Problem:
Every record must be copied exactly, from first line to last.

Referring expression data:
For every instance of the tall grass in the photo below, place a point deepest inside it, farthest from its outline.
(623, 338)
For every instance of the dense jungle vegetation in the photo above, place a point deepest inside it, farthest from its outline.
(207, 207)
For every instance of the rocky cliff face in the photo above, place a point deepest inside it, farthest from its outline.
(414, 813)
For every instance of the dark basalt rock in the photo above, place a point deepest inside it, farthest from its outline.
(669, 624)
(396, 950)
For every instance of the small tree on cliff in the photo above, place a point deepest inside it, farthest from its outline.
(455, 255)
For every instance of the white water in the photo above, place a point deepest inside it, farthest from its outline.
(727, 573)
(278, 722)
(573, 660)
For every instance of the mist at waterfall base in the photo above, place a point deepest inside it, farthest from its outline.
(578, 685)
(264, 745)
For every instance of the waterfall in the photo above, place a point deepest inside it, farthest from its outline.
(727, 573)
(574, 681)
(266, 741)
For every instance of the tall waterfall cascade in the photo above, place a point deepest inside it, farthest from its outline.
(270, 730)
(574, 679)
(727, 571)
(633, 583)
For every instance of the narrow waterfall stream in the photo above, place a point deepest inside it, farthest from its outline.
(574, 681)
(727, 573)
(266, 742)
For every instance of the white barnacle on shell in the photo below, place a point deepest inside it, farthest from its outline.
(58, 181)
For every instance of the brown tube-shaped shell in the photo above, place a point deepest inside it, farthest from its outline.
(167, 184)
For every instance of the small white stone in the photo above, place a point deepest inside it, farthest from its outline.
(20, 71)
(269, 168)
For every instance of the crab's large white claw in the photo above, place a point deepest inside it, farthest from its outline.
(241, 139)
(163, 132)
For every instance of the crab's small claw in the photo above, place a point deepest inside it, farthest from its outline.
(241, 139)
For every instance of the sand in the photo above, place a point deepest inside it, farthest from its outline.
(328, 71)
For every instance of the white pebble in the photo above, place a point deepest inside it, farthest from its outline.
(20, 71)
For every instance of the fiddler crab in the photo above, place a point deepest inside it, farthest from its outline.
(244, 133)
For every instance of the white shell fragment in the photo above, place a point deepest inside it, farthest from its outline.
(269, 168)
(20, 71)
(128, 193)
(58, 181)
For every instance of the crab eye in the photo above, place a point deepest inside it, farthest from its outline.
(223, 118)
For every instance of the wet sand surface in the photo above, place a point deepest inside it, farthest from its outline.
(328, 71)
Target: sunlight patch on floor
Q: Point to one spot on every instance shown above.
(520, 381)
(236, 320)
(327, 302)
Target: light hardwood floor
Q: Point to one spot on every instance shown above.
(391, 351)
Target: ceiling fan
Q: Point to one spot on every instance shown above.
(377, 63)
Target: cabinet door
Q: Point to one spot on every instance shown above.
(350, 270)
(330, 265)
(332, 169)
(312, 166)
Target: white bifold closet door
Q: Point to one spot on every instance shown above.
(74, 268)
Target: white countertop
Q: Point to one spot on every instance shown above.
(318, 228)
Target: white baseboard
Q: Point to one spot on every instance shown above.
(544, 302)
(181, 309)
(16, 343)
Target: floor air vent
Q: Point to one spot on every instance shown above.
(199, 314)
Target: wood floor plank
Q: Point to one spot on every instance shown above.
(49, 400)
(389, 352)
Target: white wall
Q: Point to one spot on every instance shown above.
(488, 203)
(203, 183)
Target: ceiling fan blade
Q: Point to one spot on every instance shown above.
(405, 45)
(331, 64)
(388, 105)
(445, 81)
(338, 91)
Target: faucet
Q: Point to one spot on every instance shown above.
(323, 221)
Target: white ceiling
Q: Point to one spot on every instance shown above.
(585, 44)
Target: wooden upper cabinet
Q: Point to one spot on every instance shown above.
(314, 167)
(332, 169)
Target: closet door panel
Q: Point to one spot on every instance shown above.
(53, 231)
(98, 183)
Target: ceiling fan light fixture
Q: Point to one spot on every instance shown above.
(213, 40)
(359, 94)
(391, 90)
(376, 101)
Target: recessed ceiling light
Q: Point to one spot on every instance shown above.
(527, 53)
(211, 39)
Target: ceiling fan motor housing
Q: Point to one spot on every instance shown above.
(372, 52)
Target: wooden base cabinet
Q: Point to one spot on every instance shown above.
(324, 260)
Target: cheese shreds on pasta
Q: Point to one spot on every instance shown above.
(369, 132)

Answer area:
For every instance of the tall grass in the photo below, place a point deepest inside it, farthest from its outline.
(623, 338)
For every instance of the dense jungle vegetation in the photo above, place a point deepest inside it, farthest from its outline.
(207, 207)
For every instance of the rocky cliff face in the photo above, place a point deepest inside it, farthest from its outline.
(414, 813)
For every instance of the dark basalt rock in the photo above, place a point deepest inside it, farthest from its outline.
(669, 624)
(396, 950)
For every instance of the small tree on cliff in the photo above, place a point deepest inside it, farthest from its outline.
(455, 255)
For every instance of the white water in the photo above, place a point deepest inside it, farthest from its outline.
(727, 573)
(278, 722)
(573, 660)
For every instance of the mist at waterfall base in the photo above, place a point deepest inside it, farthest from its outline.
(578, 685)
(264, 745)
For every instance of the waterfall in the photo above, place a point deepest inside it, farthest from its outline.
(727, 573)
(574, 681)
(266, 741)
For every instance of the tall waterfall cascade in the photo above, place a point deepest inside it, farthest from its outline.
(270, 730)
(574, 679)
(727, 571)
(633, 583)
For every instance of the narrow waterfall stream in the photo above, place a point deepest inside it, farthest from its outline.
(574, 681)
(727, 573)
(266, 742)
For every instance of the white barnacle on shell in the photo below, place a point deepest inside it, farthest from its outline.
(58, 181)
For every instance of the brown tube-shaped shell in the photo above, place a point deepest inside it, farthest from its outline.
(167, 184)
For every instance of the small white stone in the photo above, place a point deepest inside it, farthest from its outline.
(20, 71)
(269, 168)
For every instance of the crab's large white claw in the photo above, place a point deepest inside it, farthest from its outline.
(241, 139)
(163, 132)
For every instance of the crab's small claw in the photo above, place a point deepest inside it, farthest from its outline.
(241, 139)
For every instance of the sand in the photo above, place a point deepest inside it, farthest from its outline.
(328, 71)
For every instance of the white pebble in the photo above, place a point deepest inside it, farthest from its outline.
(20, 71)
For every instance of the fiddler crab in the photo above, place a point deepest inside it, farthest from its outline.
(244, 133)
For every instance of the white shell fragment in the photo above, place a point deepest inside it, farthest from its outline.
(269, 168)
(20, 71)
(128, 193)
(58, 181)
For every instance of the crab eye in the photo above, place a point deepest inside it, farthest from its outline.
(223, 118)
For every instance of the wet sand surface in the photo above, place a point deepest inside it, farthest from its outline.
(328, 71)
Target: sunlight patch on floor
Q: Point to one spot on every instance shown above.
(520, 381)
(236, 320)
(327, 302)
Target: light hardwood floor
Q: Point to one spot on every instance shown above.
(391, 351)
Target: ceiling fan
Q: Point to one spot on every instance shown above.
(377, 63)
Target: cabinet door
Q: Point to one spot on every instance shown above.
(350, 270)
(330, 265)
(332, 169)
(312, 166)
Target: white bifold closet door
Q: Point to one spot on every instance shown above.
(74, 268)
Target: white countertop
Q: Point to one spot on every instance shown above.
(318, 228)
Target: white baseboard
Q: Point to one spot on every instance shown above.
(544, 302)
(181, 309)
(16, 343)
Target: floor air vent
Q: Point to one spot on every instance shown above.
(199, 314)
Target: wood floor plank
Q: Point to one spot on every instance shown above.
(49, 400)
(389, 352)
Target: white wall
Q: Point to one spot on every instance shown above.
(488, 203)
(203, 183)
Target: ceiling fan blade
Q: Point to one spot on every instance shown above.
(405, 45)
(331, 64)
(388, 105)
(445, 81)
(338, 91)
Target: faucet
Q: Point to one spot on every instance shown above.
(323, 221)
Target: white ceiling
Q: Point to one spot on every instance shown above.
(585, 44)
Target: wooden upper cabinet
Q: Point to one spot on every instance shown above.
(314, 167)
(332, 169)
Target: closet door panel
Q: Point to one spot on every instance shown above.
(53, 231)
(98, 183)
Target: ceiling fan light fixture
Q: Point to one spot on every instance shown above.
(213, 40)
(359, 94)
(391, 90)
(376, 101)
Target: recessed ceiling light
Q: Point to one spot on every instance shown above.
(527, 53)
(211, 39)
Target: ceiling fan motor housing
Q: Point to one spot on every instance shown above.
(372, 52)
Target: wooden base cabinet
Q: Point to one spot on every instance shown above.
(324, 260)
Target: cheese shreds on pasta
Q: Point to one spot on every instance shown above.
(369, 132)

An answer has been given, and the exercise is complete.